[Data items]
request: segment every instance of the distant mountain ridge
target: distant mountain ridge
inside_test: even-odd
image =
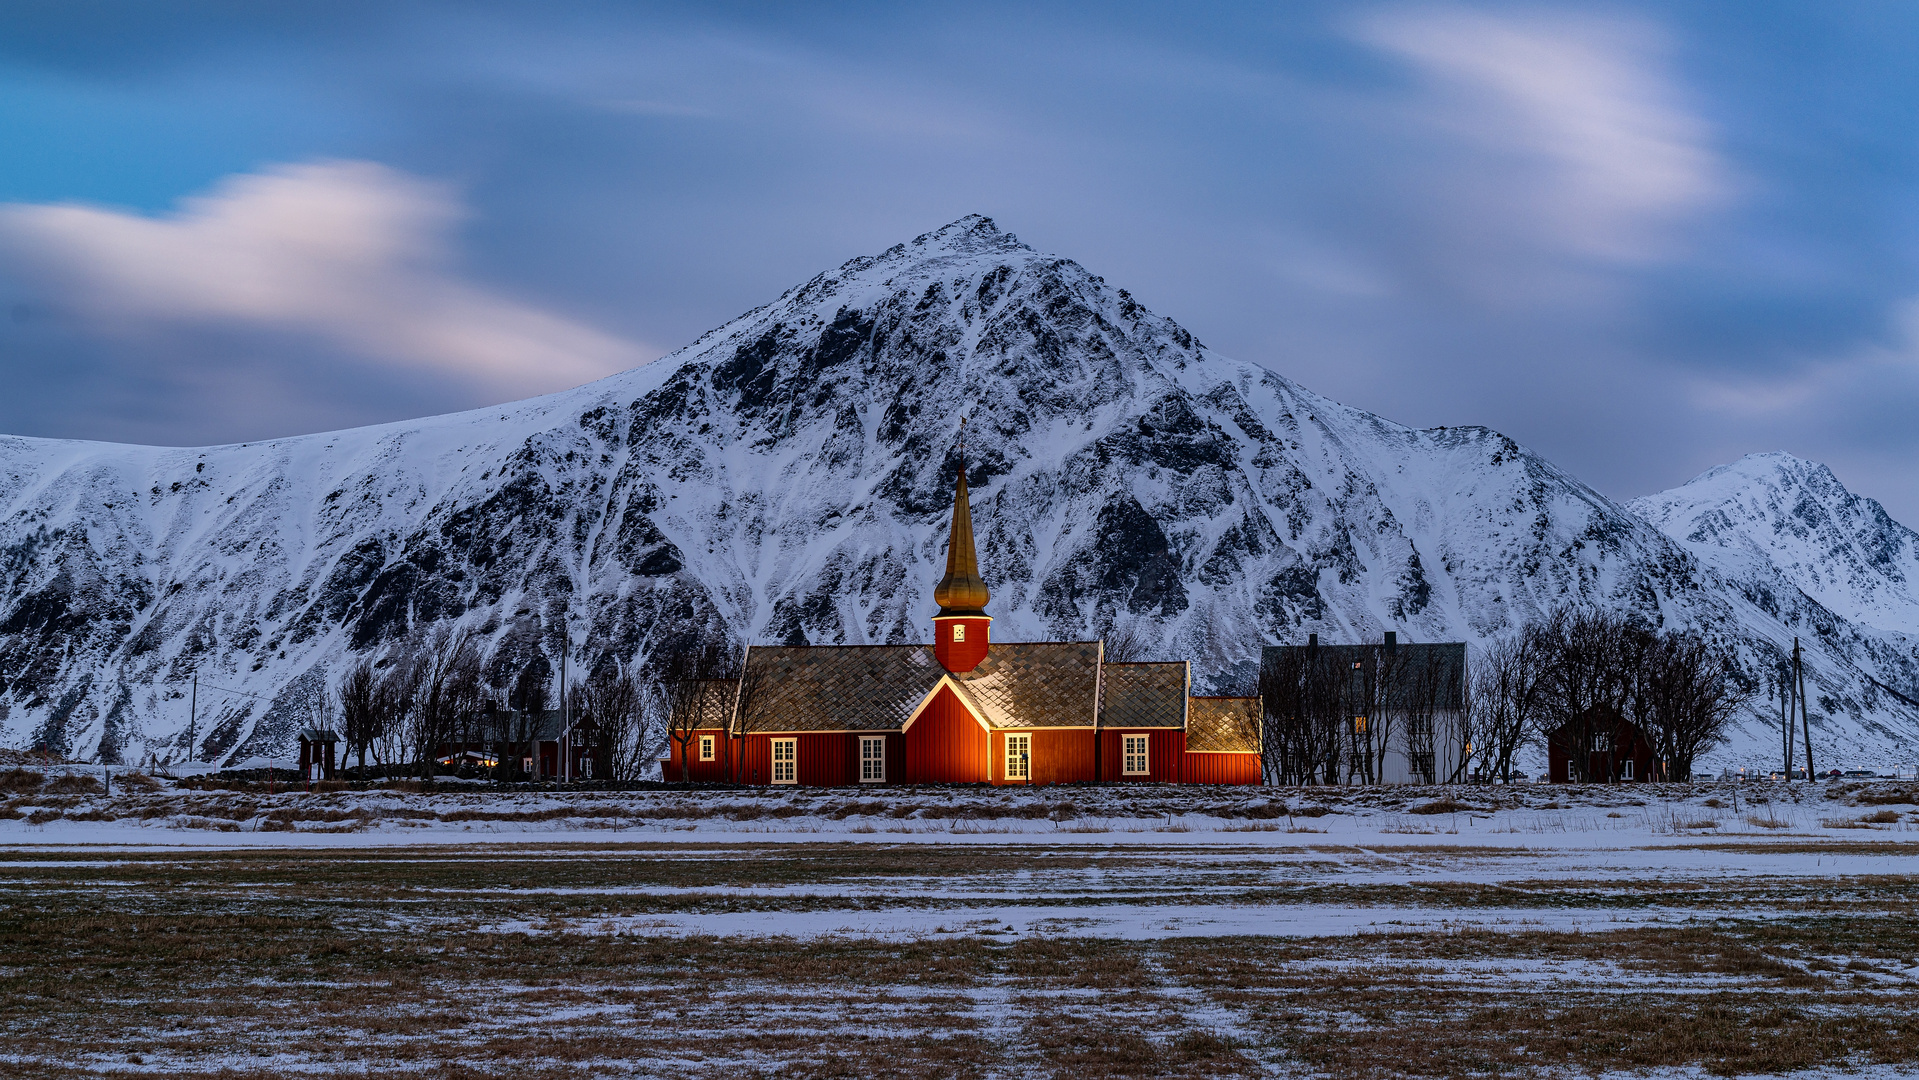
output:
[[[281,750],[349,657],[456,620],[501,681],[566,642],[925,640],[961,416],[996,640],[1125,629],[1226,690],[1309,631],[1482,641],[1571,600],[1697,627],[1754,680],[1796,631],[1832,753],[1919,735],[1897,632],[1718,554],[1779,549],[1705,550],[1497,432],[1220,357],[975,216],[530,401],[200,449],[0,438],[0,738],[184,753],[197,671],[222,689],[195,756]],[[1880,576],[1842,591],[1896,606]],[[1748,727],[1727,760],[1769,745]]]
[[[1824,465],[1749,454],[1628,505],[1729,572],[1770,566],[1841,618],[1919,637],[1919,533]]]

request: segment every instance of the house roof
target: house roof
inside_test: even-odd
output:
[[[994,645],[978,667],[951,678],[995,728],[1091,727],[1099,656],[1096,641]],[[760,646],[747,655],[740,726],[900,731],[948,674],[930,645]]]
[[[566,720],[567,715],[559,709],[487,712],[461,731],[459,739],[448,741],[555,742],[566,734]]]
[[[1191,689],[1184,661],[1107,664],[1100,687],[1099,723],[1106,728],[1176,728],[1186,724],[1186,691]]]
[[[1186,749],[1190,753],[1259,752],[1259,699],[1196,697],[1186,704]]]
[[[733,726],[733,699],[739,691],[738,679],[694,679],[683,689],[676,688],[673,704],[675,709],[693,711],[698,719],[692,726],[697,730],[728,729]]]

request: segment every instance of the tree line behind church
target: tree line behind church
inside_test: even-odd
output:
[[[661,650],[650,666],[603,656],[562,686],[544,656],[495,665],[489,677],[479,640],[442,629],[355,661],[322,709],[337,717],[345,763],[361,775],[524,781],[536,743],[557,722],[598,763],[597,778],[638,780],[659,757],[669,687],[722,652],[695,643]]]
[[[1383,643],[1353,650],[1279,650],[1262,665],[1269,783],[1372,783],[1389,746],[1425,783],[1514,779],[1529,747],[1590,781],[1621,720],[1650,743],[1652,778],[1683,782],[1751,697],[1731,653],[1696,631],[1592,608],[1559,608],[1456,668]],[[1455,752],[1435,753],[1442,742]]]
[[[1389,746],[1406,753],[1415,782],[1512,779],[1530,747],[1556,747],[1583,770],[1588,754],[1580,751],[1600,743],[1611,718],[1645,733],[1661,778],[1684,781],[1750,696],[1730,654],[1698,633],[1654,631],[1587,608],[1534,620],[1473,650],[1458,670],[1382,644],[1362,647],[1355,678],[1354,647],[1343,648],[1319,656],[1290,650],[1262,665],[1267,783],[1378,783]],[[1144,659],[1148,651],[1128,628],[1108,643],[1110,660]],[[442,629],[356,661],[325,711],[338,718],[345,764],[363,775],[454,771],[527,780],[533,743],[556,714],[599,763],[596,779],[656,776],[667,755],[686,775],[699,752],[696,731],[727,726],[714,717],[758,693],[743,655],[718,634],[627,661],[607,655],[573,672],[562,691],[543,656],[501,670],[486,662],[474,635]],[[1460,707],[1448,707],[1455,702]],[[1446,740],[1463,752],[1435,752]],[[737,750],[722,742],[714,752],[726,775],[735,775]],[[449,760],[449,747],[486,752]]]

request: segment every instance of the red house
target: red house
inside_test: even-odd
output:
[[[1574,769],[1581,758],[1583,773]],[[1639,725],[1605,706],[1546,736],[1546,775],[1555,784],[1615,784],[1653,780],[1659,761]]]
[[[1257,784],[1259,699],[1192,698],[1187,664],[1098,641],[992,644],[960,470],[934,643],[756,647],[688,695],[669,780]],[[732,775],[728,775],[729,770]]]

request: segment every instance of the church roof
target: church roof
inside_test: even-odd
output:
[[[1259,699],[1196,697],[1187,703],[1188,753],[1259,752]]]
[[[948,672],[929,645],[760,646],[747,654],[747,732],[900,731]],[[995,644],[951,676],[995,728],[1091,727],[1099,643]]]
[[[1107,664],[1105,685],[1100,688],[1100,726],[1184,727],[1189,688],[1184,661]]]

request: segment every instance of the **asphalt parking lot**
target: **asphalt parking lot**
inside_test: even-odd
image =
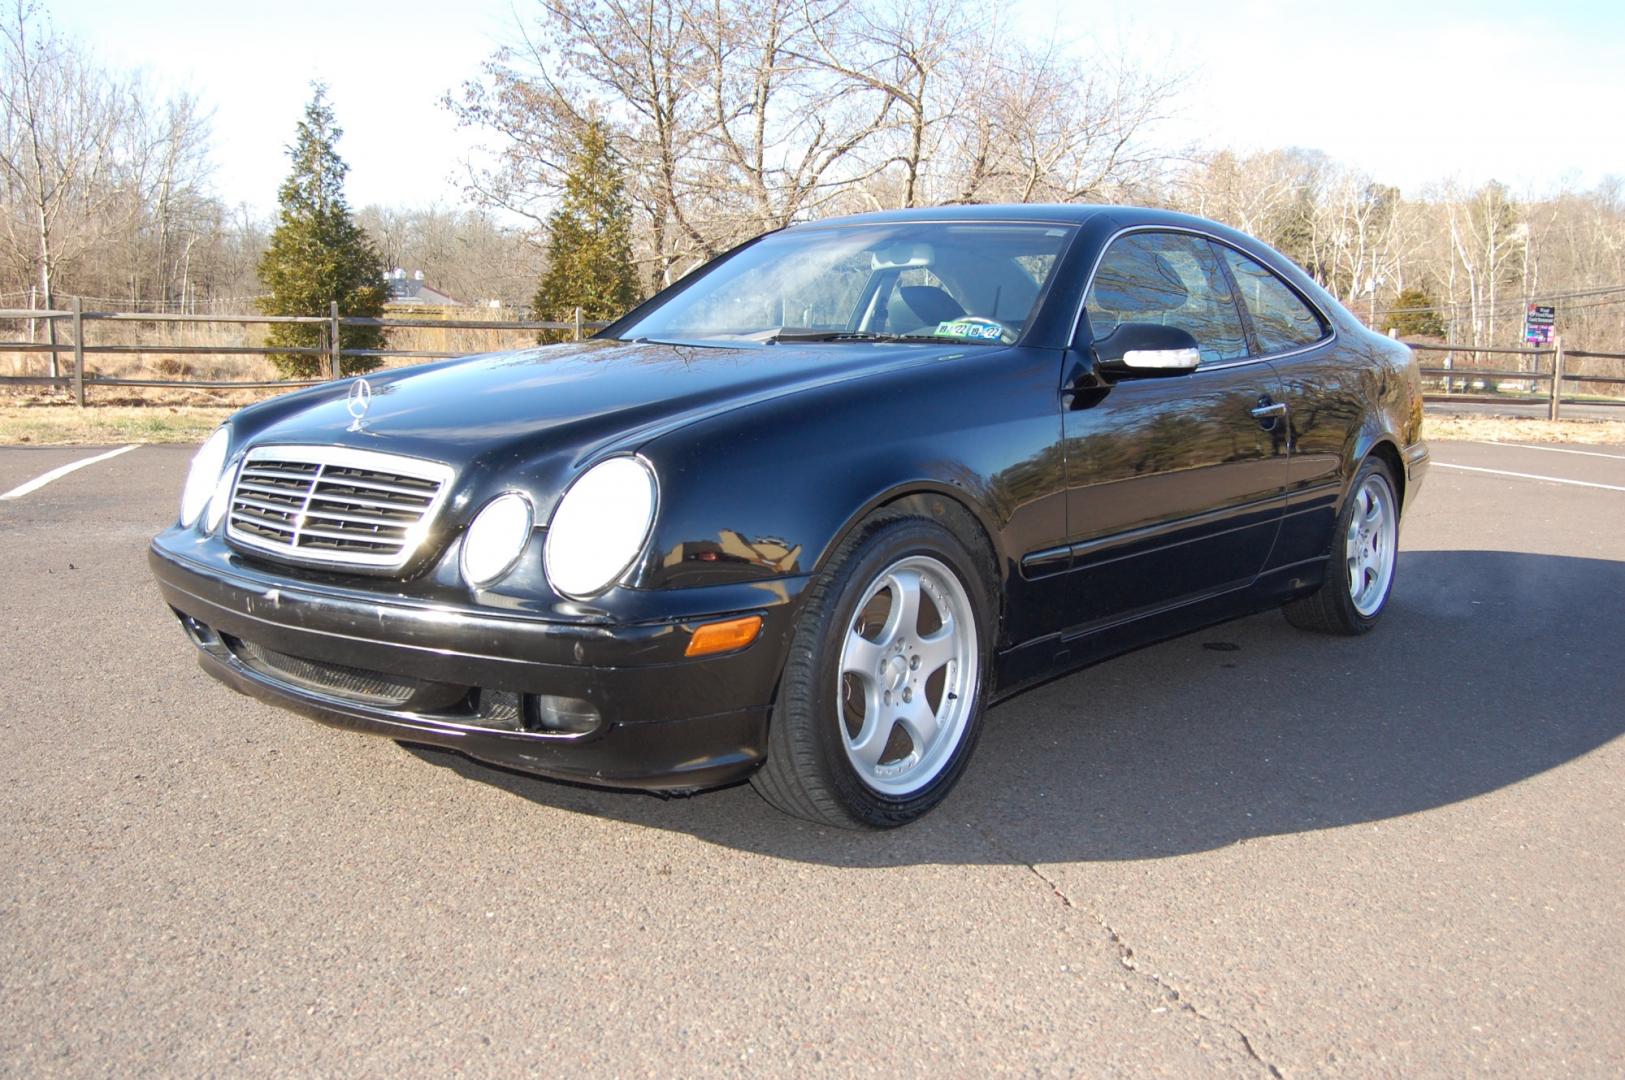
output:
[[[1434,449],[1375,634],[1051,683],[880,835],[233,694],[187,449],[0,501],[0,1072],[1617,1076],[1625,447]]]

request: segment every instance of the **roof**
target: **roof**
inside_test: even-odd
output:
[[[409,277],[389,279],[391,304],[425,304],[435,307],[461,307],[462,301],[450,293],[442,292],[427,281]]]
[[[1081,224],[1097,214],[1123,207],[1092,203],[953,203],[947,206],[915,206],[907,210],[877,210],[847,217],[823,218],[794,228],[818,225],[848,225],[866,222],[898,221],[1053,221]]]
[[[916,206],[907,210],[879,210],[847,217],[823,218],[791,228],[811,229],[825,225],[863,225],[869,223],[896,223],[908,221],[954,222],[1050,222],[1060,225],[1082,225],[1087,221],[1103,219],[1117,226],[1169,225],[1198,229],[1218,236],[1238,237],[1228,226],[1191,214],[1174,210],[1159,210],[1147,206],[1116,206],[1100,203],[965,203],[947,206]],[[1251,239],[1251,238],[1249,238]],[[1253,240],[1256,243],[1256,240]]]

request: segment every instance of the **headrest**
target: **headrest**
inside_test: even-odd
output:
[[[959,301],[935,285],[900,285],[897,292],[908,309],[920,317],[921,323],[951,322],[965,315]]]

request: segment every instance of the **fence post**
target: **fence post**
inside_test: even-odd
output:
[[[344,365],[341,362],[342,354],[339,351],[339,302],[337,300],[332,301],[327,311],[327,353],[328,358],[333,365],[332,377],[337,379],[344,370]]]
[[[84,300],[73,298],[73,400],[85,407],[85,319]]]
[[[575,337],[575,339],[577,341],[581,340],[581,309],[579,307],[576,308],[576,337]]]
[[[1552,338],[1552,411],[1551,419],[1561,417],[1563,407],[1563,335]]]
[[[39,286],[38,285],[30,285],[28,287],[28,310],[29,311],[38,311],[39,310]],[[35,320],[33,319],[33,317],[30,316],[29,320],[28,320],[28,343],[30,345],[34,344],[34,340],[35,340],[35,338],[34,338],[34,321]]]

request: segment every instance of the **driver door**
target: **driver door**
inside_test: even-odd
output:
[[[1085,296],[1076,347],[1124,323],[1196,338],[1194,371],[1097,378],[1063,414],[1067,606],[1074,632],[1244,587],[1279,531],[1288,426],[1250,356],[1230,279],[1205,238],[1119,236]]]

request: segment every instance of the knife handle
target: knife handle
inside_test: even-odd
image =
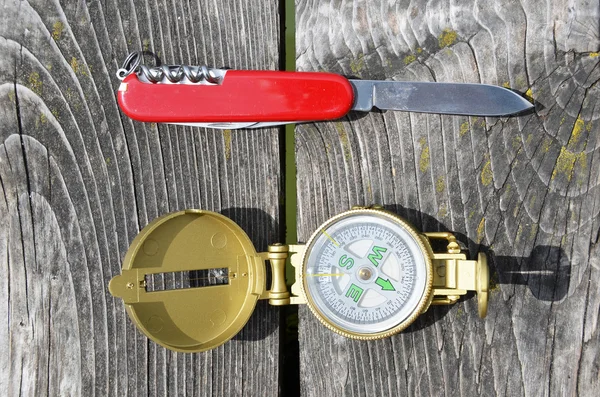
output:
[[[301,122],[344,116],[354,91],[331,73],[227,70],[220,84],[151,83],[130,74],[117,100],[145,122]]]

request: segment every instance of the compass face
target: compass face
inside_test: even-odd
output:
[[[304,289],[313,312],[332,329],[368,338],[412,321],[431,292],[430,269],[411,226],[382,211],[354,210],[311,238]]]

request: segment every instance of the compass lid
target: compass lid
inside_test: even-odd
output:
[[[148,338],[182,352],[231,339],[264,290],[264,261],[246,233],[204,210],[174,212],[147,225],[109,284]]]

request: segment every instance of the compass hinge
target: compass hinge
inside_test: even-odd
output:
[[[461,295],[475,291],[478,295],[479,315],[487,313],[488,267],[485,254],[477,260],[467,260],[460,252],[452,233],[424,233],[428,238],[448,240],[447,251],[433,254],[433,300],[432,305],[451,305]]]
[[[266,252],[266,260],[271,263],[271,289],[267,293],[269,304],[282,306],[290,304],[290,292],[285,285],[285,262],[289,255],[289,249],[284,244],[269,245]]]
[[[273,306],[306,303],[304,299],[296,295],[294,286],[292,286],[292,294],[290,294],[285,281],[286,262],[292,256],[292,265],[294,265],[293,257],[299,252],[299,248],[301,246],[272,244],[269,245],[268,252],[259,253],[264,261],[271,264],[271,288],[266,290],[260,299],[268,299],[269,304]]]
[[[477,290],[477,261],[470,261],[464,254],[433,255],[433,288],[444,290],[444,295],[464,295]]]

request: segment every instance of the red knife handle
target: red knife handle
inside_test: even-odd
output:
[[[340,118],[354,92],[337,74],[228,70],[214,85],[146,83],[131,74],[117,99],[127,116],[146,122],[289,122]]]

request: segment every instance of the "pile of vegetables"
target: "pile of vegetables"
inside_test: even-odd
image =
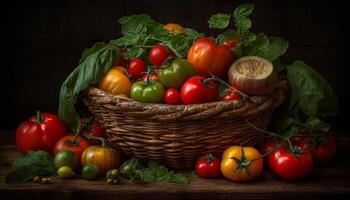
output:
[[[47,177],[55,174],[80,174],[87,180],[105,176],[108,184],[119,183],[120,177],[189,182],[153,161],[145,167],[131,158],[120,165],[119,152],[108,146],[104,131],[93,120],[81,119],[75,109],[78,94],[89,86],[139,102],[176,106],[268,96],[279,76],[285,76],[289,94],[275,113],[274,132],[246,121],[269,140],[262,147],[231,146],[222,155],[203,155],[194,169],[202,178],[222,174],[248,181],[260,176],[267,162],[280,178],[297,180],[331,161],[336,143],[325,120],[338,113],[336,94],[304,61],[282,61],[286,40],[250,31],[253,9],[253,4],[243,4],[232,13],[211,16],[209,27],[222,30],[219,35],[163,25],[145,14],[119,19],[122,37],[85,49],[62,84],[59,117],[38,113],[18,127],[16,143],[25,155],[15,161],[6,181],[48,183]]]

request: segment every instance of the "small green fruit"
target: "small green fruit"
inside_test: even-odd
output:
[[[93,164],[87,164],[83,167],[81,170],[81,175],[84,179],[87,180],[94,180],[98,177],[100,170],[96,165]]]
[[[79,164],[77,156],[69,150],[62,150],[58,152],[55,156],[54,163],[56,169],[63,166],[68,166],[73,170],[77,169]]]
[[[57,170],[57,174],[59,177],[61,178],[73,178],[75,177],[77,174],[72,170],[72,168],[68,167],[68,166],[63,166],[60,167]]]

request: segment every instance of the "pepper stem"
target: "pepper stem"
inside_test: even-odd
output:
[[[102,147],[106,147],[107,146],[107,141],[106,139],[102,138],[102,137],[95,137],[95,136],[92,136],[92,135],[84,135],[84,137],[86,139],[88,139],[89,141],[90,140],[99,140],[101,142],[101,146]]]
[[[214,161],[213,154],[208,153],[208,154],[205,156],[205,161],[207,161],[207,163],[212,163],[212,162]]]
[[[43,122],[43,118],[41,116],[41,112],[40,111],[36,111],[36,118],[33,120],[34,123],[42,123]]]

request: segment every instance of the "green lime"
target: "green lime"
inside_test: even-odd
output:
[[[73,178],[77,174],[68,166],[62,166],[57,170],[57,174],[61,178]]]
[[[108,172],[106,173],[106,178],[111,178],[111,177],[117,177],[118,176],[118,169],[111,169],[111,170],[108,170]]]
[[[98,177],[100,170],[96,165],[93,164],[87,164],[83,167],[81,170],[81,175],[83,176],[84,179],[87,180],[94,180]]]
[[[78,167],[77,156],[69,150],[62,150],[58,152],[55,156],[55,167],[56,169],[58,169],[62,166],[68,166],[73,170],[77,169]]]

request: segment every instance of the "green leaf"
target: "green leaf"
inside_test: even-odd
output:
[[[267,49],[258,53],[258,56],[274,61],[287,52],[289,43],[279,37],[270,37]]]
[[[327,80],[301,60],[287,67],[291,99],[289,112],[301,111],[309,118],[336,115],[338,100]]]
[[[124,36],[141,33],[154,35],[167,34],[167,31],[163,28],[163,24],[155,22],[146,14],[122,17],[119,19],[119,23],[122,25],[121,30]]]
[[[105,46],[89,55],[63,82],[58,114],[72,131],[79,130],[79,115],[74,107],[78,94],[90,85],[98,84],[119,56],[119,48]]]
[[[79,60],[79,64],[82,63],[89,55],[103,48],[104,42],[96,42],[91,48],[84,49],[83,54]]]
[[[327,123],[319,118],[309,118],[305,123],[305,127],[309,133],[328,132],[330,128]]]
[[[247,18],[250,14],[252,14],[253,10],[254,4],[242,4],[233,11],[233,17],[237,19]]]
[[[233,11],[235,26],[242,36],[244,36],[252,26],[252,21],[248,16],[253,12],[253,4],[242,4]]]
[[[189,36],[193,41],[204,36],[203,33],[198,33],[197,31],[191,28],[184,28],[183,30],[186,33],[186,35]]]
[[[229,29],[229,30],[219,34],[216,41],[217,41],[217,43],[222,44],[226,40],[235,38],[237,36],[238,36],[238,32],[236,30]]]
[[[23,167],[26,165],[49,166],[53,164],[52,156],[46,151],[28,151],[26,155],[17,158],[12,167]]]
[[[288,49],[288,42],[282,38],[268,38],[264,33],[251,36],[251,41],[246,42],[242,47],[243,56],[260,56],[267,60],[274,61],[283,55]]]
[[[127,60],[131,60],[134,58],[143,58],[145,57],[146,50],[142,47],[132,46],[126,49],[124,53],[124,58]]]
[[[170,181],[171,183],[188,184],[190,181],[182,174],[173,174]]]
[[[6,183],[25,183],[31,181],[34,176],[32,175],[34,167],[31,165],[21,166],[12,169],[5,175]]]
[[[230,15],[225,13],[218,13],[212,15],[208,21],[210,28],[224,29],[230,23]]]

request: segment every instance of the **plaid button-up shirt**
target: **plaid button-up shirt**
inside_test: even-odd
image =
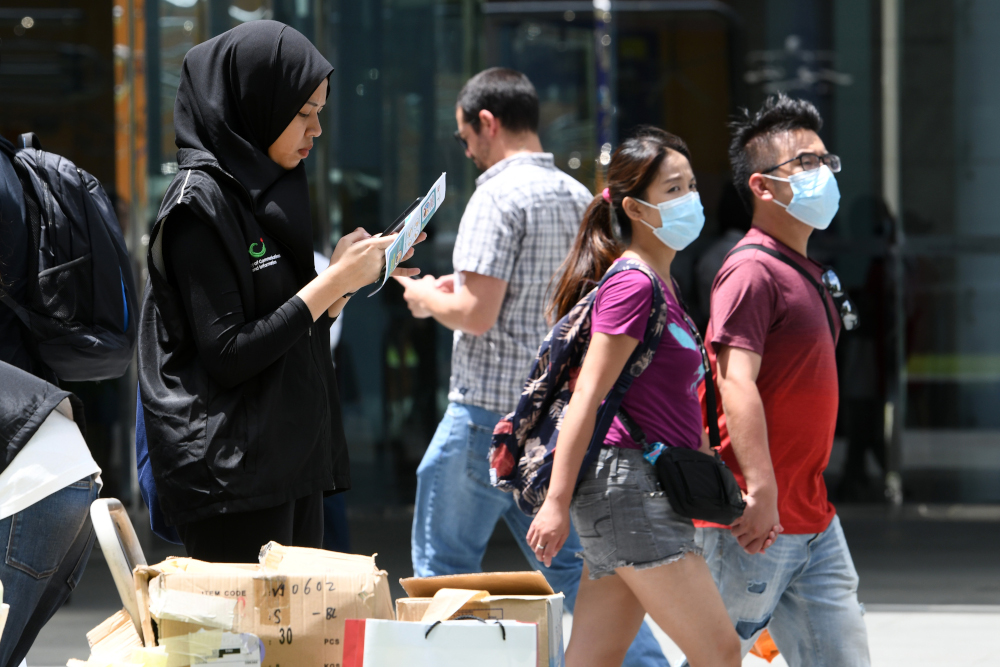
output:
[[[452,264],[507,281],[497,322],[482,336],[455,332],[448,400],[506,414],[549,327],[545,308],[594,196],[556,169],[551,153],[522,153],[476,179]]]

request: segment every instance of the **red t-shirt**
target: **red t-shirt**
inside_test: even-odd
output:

### Your objective
What are the lines of the data above that include the string "knife"? Copy them.

### Response to the task
request: segment every instance of the knife handle
target: knife handle
request: segment every instance of the red knife handle
target: red knife handle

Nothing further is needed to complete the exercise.